- 記録一覧 -

▼

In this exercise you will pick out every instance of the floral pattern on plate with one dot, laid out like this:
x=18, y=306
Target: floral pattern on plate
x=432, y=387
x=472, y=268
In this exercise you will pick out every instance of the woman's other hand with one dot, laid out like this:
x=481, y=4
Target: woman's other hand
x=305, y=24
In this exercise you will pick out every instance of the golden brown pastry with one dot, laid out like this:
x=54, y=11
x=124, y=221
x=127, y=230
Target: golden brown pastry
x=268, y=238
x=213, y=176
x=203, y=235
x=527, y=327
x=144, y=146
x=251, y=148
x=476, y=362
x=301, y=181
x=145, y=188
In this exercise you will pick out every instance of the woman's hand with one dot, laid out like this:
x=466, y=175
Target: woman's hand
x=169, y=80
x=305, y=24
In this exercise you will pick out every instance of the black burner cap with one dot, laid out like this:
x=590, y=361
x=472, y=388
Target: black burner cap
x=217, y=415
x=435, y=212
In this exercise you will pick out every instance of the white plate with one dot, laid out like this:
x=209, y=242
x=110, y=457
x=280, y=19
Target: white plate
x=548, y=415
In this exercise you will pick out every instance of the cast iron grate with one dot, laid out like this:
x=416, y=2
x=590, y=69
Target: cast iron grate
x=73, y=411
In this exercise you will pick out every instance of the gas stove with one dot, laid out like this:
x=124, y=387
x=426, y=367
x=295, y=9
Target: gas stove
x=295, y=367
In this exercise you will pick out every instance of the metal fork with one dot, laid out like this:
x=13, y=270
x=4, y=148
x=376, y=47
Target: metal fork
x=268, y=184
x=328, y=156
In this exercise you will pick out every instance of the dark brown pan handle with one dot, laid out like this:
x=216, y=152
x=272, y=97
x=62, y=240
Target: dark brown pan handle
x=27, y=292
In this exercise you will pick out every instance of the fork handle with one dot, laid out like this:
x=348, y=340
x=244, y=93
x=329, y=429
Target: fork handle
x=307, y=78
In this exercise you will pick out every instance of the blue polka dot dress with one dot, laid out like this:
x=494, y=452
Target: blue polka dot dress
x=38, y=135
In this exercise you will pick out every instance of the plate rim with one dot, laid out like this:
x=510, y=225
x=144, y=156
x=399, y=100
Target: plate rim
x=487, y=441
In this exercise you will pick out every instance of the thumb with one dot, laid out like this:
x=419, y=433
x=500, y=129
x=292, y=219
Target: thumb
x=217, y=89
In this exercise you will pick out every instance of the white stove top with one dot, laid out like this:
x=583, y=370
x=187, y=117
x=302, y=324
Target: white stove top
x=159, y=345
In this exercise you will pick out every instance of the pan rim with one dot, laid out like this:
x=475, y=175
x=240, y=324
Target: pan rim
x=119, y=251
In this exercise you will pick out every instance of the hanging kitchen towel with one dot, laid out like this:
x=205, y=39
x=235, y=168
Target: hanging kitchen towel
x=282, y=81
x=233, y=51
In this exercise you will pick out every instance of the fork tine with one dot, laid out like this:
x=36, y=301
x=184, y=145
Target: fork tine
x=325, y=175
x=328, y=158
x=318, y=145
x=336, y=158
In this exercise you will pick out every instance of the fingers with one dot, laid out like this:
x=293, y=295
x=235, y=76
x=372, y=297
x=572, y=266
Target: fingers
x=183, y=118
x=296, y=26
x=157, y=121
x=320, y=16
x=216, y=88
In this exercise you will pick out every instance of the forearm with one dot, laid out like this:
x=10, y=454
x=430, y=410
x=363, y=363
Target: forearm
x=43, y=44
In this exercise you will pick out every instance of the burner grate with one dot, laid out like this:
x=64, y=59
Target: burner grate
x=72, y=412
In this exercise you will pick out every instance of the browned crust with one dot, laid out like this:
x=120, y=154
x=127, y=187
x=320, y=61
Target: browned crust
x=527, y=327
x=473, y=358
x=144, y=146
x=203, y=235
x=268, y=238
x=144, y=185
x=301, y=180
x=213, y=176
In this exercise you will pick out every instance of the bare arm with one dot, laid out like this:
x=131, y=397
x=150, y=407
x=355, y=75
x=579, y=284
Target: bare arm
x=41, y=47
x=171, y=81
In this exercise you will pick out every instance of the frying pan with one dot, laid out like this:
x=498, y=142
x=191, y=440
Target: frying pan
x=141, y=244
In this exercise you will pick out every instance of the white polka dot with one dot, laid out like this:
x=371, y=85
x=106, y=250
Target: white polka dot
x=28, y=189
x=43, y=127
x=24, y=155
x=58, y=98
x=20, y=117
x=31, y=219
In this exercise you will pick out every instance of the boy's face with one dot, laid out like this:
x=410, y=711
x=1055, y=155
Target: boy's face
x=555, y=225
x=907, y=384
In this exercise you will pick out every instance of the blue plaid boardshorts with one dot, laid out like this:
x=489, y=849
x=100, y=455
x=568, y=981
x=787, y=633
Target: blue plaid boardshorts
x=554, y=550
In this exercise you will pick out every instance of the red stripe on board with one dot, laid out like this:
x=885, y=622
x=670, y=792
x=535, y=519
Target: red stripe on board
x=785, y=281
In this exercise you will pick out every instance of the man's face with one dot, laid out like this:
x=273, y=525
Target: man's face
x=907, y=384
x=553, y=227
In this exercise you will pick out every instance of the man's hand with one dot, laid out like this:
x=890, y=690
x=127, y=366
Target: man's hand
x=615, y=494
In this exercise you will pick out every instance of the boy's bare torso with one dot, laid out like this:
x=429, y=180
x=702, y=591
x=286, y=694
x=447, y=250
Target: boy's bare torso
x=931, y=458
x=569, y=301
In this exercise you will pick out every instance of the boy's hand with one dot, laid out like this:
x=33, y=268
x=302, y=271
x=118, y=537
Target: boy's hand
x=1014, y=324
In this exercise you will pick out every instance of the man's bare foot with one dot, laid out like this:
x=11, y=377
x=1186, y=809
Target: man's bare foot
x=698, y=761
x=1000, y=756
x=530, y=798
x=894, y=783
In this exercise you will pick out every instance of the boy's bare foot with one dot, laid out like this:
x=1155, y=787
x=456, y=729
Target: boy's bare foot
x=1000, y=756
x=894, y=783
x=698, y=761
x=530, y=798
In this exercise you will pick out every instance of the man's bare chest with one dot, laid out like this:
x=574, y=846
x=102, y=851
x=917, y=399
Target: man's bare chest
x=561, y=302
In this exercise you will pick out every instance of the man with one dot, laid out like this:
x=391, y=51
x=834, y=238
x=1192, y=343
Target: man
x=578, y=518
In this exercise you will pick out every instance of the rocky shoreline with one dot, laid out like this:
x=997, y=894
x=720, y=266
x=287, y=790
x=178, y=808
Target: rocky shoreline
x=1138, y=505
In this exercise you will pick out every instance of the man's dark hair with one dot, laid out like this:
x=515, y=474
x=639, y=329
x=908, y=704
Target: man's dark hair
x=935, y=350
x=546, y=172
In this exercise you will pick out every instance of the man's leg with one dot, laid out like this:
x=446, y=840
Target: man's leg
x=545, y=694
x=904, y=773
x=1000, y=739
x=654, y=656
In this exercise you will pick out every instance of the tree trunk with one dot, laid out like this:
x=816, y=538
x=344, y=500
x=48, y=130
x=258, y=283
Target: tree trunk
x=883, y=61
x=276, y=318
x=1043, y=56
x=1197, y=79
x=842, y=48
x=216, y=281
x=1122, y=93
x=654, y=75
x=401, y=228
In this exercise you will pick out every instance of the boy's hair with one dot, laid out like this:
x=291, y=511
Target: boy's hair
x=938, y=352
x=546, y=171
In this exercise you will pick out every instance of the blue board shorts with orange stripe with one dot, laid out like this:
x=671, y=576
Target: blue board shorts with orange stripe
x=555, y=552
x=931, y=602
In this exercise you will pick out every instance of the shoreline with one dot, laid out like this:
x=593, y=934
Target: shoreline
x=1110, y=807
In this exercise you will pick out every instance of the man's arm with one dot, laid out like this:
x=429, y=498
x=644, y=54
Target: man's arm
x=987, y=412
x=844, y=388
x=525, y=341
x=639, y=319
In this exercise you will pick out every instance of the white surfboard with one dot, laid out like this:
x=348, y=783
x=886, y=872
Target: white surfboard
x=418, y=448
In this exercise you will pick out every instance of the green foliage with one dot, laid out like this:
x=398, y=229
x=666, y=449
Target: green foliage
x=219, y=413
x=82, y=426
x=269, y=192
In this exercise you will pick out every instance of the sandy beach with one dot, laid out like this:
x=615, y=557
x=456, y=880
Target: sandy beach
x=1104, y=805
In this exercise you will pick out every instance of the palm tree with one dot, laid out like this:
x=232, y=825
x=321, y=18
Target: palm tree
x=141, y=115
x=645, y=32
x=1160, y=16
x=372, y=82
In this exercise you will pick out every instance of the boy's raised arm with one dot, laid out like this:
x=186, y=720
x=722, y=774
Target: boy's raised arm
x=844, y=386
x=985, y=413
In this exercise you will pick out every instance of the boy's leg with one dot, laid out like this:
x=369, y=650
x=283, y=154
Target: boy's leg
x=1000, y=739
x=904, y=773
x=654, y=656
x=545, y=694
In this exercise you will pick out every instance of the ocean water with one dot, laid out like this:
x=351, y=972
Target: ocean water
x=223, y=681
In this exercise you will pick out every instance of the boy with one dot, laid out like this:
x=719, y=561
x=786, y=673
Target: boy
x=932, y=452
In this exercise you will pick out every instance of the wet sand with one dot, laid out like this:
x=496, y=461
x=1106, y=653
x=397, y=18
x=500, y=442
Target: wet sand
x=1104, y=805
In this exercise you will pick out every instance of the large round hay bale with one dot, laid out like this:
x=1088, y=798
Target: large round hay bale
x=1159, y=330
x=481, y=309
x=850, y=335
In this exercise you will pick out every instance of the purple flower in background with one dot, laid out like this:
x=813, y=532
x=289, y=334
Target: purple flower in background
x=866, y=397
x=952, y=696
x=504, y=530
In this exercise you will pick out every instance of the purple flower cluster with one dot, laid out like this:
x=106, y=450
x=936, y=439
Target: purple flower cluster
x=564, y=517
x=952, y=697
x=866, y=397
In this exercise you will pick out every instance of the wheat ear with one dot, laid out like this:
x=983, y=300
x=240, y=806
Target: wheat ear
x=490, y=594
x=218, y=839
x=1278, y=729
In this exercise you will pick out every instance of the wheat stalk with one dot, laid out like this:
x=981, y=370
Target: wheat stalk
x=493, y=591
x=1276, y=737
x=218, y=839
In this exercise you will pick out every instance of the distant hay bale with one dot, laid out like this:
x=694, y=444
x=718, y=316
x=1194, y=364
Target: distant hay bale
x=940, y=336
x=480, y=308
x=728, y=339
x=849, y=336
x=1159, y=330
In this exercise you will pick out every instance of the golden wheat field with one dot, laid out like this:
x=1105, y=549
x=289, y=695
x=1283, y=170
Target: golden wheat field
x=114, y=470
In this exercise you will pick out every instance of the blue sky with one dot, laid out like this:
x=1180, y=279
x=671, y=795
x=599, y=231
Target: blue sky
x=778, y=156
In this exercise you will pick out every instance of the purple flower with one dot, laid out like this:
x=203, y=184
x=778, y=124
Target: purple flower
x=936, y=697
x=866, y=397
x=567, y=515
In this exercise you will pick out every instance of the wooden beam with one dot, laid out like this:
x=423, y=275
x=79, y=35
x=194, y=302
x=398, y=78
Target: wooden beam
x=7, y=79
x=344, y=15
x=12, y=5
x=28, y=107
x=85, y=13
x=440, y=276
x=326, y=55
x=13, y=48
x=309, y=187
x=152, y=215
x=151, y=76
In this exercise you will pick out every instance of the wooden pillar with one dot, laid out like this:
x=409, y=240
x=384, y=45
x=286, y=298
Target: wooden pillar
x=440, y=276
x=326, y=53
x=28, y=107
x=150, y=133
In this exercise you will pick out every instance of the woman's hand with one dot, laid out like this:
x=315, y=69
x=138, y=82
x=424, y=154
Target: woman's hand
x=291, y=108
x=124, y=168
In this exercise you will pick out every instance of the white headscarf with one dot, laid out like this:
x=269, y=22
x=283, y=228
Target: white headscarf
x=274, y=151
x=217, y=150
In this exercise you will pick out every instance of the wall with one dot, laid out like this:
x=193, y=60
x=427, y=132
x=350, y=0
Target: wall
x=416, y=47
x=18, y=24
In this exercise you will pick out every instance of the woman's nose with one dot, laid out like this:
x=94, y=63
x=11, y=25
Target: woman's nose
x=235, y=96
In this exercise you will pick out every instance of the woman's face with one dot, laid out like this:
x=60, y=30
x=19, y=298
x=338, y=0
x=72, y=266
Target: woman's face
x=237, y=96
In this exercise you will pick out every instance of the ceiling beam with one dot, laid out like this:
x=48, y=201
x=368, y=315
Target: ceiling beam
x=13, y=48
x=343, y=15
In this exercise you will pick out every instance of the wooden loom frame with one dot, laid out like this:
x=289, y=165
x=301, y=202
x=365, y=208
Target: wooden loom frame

▲

上の記録の最初の行から「x=472, y=268」がある行までを、両端の行も含めて一字一句そのまま書き写してください。

In this exercise you will pick out every instance of the floral pattern on plate with one dot, laid out like this:
x=18, y=306
Target: floral pattern on plate
x=432, y=387
x=472, y=268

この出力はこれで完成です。